Rewrite every line as one string in a JSON list, from the line containing "Spot the denim" through the end of the items. Include only those lines, and leave out any blank ones.

>> begin

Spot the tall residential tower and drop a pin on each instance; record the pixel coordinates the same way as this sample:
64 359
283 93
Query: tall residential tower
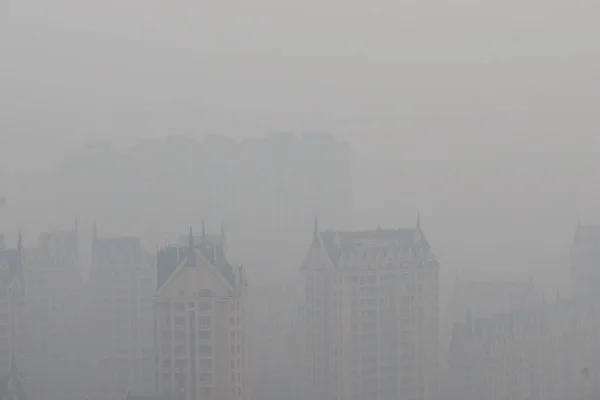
199 321
371 315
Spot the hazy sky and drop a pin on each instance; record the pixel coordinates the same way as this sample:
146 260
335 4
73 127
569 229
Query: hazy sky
454 82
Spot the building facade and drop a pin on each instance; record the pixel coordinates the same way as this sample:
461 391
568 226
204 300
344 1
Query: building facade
53 278
122 283
199 322
370 315
12 296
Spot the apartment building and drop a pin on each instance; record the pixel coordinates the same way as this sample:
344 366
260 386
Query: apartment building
122 283
53 278
12 295
199 322
370 315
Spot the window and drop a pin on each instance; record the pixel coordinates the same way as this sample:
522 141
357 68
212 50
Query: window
204 335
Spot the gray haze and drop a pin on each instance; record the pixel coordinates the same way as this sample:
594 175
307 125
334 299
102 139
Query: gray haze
474 121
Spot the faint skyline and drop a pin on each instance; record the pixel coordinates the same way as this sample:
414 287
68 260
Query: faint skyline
461 83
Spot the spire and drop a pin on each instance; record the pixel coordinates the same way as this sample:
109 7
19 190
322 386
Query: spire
316 232
13 366
469 321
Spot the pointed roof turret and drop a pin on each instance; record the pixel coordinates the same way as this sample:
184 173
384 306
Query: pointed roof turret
316 232
469 321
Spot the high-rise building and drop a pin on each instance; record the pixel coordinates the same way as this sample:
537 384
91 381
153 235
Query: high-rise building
12 294
122 283
371 315
199 321
53 278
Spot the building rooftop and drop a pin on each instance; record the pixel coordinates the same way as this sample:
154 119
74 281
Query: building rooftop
339 243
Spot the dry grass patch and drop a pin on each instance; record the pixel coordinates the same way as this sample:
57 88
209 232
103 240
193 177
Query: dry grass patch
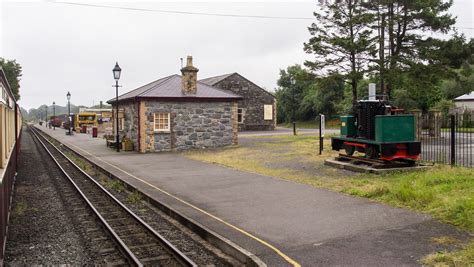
444 192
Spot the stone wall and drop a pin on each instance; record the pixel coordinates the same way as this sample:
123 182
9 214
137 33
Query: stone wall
253 103
193 125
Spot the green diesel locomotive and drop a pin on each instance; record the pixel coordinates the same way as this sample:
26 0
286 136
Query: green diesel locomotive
380 131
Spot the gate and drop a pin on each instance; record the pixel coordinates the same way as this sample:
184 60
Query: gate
446 139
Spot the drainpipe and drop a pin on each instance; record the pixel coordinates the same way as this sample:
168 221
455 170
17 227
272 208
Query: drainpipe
139 125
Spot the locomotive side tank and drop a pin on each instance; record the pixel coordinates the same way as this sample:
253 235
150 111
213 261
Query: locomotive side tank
378 130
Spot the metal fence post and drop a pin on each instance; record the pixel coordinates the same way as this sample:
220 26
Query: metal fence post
453 140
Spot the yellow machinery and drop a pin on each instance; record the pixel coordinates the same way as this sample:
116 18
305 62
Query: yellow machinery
85 118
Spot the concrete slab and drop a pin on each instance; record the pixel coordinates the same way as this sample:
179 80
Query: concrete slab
367 169
280 221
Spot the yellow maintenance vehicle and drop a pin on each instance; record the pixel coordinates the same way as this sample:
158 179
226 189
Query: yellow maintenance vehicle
85 119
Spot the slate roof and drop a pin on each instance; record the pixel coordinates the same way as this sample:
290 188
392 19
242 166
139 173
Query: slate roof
469 96
170 88
213 80
216 79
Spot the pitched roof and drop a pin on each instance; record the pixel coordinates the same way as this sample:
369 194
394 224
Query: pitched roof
213 80
469 96
170 87
216 79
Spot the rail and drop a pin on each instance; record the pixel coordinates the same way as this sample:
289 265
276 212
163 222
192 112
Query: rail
180 257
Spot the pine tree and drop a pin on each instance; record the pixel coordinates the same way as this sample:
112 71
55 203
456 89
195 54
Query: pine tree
342 42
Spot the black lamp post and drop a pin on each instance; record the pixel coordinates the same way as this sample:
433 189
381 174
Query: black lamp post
116 71
292 81
69 111
54 116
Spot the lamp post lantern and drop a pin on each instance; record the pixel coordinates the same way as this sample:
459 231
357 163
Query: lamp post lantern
116 71
69 111
292 81
54 116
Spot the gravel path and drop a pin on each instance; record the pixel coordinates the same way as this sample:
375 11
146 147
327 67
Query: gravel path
41 230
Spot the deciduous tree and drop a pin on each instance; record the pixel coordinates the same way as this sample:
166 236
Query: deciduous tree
13 73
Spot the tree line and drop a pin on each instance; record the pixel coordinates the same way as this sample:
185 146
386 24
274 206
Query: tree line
409 48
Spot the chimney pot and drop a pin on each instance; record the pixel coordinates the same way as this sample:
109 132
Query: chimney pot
189 78
189 61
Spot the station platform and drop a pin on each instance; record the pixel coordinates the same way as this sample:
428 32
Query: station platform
282 222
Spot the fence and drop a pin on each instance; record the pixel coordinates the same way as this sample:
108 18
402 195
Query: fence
447 139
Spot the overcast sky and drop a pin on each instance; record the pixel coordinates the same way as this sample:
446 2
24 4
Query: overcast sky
64 47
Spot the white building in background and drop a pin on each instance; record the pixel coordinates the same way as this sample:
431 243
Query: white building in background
465 102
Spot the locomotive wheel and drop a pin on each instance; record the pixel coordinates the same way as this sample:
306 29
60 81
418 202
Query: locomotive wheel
371 152
349 150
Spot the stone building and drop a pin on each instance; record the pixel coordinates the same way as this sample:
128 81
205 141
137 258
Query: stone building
257 108
465 102
178 113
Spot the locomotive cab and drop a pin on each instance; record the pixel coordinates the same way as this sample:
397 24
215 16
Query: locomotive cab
378 130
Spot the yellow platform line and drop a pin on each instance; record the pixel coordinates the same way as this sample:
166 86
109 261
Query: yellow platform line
261 241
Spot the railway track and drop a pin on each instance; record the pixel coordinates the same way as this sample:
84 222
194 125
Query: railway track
136 240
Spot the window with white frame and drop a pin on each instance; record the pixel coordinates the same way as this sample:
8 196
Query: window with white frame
161 122
121 124
240 115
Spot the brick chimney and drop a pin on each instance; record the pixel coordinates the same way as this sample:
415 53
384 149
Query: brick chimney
189 79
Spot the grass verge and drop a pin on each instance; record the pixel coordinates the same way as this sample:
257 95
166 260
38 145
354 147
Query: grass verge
314 124
444 192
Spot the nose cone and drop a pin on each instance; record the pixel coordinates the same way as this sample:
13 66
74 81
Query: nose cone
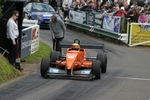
70 59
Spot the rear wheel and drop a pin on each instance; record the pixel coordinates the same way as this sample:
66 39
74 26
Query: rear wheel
103 58
55 55
96 69
44 67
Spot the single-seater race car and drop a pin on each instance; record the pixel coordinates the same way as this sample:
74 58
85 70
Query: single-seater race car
75 62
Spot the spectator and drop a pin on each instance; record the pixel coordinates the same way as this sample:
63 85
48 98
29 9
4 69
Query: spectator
57 29
77 5
53 3
93 8
59 7
66 6
143 18
12 36
132 16
141 3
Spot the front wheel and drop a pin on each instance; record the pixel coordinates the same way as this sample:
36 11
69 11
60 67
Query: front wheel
96 69
103 58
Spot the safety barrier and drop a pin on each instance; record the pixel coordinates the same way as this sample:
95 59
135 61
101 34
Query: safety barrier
111 27
97 23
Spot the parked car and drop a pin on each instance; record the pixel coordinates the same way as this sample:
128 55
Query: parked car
41 12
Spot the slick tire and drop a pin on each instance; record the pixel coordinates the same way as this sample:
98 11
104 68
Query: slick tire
96 69
44 67
103 58
55 55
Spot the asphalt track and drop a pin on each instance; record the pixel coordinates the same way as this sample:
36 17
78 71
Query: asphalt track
127 77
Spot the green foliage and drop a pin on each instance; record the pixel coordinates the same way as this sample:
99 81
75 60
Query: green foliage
7 71
2 2
43 52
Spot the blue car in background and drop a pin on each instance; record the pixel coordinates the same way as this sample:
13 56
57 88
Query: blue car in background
41 12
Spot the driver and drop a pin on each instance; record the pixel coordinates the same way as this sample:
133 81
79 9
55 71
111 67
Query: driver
75 46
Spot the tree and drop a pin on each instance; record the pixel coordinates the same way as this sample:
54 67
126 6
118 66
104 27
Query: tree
2 2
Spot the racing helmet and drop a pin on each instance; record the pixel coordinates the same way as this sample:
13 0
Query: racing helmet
75 46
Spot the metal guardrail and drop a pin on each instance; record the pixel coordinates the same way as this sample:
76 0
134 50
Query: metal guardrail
5 51
100 31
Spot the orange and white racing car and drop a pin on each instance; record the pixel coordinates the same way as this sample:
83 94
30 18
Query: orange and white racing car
75 62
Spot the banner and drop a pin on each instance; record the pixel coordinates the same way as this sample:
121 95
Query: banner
25 42
79 17
30 40
90 19
112 23
35 39
117 21
108 23
98 20
139 34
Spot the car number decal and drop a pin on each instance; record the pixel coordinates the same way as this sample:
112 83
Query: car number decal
85 72
54 70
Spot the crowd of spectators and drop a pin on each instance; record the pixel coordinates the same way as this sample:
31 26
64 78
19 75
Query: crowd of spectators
132 11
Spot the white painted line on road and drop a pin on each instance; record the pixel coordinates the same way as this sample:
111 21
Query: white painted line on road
130 78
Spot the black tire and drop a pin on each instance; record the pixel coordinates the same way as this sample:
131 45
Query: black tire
44 67
103 58
55 55
96 69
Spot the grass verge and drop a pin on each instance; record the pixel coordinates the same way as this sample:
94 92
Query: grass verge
43 52
8 72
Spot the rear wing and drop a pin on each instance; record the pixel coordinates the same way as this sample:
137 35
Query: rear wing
84 45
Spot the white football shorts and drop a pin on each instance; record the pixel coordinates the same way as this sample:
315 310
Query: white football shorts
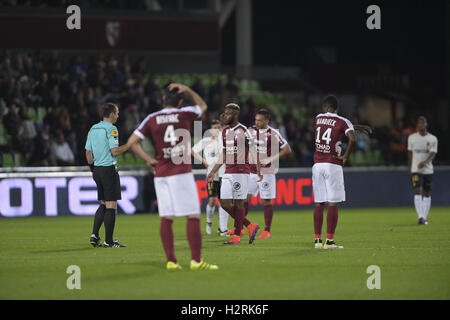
234 186
177 195
328 182
267 187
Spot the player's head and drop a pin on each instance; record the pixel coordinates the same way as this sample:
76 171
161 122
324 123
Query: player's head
231 113
173 97
216 126
330 104
262 118
110 112
422 123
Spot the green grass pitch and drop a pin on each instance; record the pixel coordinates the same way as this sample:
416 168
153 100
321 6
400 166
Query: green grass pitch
414 259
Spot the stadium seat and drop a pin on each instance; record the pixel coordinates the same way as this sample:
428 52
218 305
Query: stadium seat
32 114
19 161
4 137
41 113
8 160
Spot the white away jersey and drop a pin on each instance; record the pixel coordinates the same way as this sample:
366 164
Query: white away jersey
212 149
421 146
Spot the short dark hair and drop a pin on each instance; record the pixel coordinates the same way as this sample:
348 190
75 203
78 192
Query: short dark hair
421 118
264 112
109 108
173 97
233 106
331 101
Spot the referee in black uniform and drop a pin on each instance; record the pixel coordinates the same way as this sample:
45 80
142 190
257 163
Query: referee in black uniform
102 149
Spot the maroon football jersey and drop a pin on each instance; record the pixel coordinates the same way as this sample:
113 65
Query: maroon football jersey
263 140
330 129
236 143
169 130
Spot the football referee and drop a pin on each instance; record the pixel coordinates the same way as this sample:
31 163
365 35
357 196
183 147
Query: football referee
102 149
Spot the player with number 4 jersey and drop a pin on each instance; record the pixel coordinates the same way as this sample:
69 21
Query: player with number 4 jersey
176 190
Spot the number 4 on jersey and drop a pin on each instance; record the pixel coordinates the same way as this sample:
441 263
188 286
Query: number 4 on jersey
170 136
326 135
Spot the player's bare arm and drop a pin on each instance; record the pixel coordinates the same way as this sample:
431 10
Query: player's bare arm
284 152
200 158
220 162
89 157
192 94
119 150
427 160
363 128
409 161
136 148
351 144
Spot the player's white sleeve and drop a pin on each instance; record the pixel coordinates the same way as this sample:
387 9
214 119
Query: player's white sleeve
194 109
434 145
349 126
198 147
409 143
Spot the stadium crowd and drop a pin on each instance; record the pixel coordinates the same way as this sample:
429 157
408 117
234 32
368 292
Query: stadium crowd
70 90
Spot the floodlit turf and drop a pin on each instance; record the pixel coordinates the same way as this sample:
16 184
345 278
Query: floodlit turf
414 259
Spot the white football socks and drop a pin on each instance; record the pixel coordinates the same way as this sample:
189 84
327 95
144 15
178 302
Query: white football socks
418 205
209 213
223 219
426 204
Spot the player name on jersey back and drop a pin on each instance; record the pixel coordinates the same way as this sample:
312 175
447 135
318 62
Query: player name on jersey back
167 118
268 142
169 130
330 129
236 142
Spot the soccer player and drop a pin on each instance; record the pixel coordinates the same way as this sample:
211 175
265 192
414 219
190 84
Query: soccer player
422 148
176 190
269 142
327 173
211 146
236 143
102 149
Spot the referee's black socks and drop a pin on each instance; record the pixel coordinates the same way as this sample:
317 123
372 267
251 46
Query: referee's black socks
110 220
98 219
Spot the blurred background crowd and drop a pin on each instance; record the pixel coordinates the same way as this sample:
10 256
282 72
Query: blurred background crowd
48 102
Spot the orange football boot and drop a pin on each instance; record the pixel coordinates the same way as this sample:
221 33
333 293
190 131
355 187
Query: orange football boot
264 235
252 231
231 232
233 240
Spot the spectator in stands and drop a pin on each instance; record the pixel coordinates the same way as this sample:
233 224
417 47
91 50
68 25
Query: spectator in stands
199 88
61 152
29 129
73 145
231 86
64 120
215 94
41 156
45 132
12 120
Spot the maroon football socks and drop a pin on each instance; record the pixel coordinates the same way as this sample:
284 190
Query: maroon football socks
268 215
167 239
318 220
194 238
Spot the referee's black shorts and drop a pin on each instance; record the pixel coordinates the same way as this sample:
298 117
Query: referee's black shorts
108 183
214 188
422 180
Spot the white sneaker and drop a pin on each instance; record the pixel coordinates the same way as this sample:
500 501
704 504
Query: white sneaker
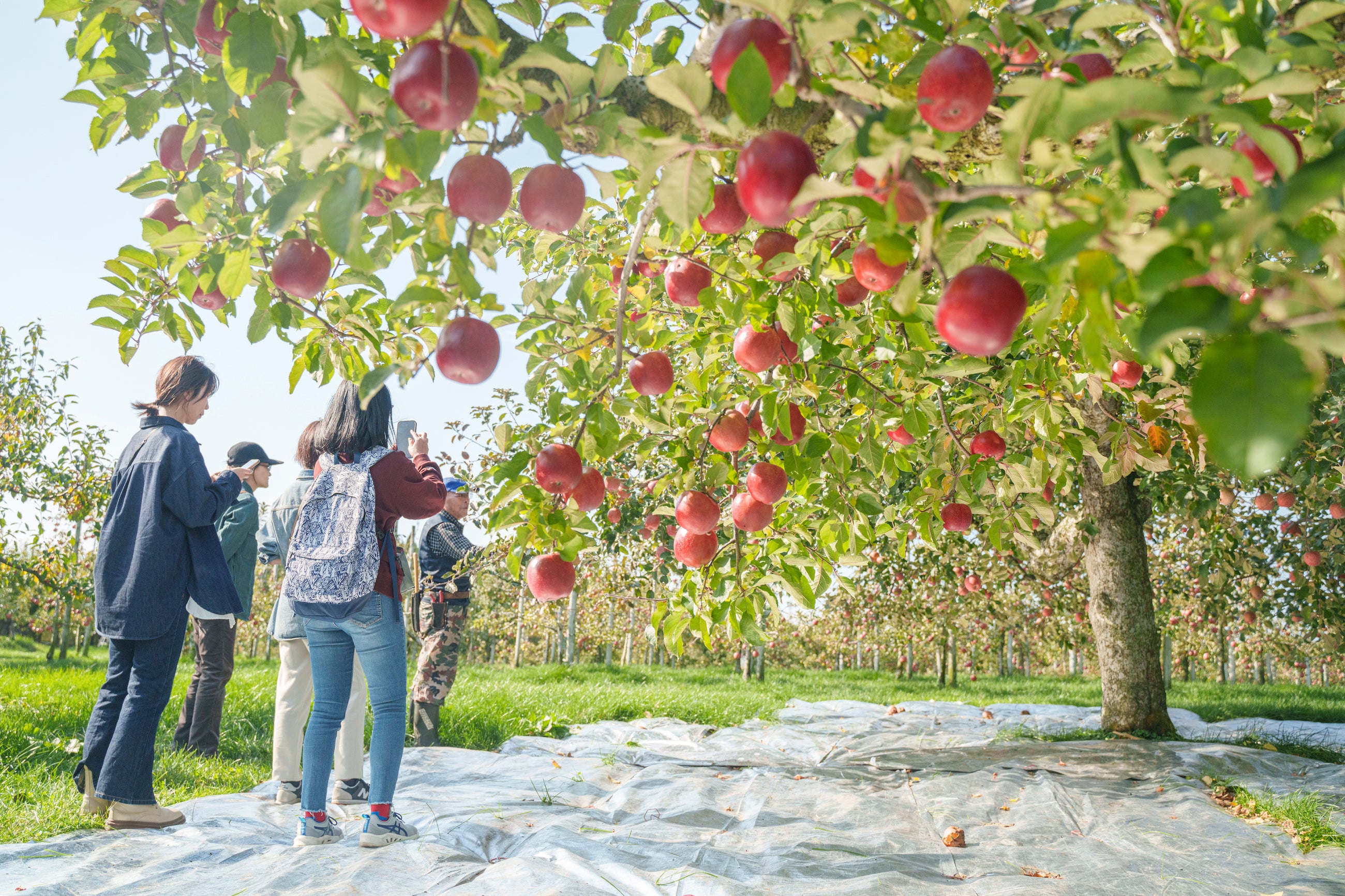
128 817
380 833
92 805
317 833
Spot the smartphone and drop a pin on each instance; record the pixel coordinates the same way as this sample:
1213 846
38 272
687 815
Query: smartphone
404 436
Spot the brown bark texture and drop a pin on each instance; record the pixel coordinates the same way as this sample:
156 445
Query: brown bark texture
1122 606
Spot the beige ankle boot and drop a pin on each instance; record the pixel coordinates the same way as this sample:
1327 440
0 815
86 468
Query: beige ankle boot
92 805
124 817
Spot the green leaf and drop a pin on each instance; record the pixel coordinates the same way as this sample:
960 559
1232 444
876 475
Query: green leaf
1252 401
685 190
750 86
619 19
610 69
688 86
1171 266
249 52
545 135
236 275
339 214
1187 312
482 18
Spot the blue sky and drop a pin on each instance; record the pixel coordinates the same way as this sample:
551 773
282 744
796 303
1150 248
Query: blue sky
66 218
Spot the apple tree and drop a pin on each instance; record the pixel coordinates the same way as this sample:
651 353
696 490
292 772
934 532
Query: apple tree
860 269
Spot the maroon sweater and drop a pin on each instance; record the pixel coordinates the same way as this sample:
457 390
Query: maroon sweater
411 488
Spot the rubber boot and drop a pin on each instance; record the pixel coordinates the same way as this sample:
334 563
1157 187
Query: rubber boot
425 723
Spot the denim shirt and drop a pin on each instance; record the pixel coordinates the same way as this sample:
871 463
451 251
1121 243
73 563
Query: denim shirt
274 543
158 544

>> end

▶ [FULL RESPONSE]:
[
  "Spot the denim shirt and drop a pin on each instance; record the pixel coordinates the same way as this sample:",
  "871 463",
  "451 251",
  "1121 243",
  "73 563",
  "Query: denim shirt",
  "274 543",
  "158 544"
]